Activity
Report all lines in the records that hold the string "sample".

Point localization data
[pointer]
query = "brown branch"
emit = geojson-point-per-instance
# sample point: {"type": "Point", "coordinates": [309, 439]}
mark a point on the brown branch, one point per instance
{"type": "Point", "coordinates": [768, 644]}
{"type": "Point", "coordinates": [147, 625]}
==
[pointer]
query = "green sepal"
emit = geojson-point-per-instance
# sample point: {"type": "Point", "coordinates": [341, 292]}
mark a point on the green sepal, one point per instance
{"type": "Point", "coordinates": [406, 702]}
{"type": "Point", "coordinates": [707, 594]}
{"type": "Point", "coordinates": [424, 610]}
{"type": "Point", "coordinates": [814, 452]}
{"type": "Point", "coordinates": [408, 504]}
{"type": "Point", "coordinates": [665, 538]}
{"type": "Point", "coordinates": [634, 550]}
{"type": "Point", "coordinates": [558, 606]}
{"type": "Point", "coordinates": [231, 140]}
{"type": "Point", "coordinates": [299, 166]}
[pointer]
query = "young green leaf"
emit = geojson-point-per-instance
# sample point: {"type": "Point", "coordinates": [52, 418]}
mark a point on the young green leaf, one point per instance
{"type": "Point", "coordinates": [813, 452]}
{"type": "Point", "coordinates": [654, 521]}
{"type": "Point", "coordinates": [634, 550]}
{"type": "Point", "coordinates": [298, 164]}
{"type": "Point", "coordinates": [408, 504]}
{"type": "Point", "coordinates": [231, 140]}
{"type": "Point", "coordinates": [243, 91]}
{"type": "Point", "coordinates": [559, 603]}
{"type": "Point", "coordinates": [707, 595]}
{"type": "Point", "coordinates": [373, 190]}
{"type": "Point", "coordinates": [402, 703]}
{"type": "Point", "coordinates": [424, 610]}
--
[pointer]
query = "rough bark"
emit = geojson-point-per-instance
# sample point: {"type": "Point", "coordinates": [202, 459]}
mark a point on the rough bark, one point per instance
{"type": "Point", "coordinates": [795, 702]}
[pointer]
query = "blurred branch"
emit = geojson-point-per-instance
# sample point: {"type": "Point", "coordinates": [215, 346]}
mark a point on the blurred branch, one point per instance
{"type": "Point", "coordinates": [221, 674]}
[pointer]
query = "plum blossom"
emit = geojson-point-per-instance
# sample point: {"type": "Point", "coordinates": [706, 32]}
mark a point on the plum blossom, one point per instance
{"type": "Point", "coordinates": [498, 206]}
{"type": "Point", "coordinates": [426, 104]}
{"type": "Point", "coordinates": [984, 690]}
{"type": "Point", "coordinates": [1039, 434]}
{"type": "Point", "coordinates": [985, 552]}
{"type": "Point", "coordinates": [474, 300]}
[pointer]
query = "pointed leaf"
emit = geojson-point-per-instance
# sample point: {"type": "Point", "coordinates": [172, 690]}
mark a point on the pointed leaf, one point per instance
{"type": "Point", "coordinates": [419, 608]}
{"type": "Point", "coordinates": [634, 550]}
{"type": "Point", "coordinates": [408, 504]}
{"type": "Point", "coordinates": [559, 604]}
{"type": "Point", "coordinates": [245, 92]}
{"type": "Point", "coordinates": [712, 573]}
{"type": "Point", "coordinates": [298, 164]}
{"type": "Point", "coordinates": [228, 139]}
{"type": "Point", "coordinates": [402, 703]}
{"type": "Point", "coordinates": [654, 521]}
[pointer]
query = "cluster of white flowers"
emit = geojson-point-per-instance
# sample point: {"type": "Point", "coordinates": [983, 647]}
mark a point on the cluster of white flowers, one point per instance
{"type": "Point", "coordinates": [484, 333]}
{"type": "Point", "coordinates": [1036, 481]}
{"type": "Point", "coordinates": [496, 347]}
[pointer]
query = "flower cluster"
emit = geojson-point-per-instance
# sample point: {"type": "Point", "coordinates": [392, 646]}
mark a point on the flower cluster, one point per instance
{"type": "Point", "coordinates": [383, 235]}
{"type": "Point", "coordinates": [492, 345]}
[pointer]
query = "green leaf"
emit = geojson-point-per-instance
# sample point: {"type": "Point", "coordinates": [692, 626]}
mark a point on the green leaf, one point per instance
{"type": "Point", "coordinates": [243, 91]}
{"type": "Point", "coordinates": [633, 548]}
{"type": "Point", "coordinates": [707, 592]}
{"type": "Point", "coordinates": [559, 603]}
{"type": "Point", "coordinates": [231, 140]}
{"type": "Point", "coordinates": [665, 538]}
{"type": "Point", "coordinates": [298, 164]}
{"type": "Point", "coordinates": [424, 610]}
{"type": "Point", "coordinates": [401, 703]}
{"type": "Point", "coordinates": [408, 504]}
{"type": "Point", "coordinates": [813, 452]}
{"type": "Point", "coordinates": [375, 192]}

Reply
# sample point: {"type": "Point", "coordinates": [309, 439]}
# sample point: {"type": "Point", "coordinates": [341, 292]}
# sample point: {"type": "Point", "coordinates": [52, 418]}
# sample point: {"type": "Point", "coordinates": [202, 459]}
# sample point: {"type": "Point", "coordinates": [215, 346]}
# sample point: {"type": "Point", "coordinates": [706, 32]}
# sample point: {"type": "Point", "coordinates": [172, 690]}
# sample point: {"type": "Point", "coordinates": [983, 647]}
# sample point: {"type": "Point", "coordinates": [392, 646]}
# sample point: {"type": "Point", "coordinates": [692, 626]}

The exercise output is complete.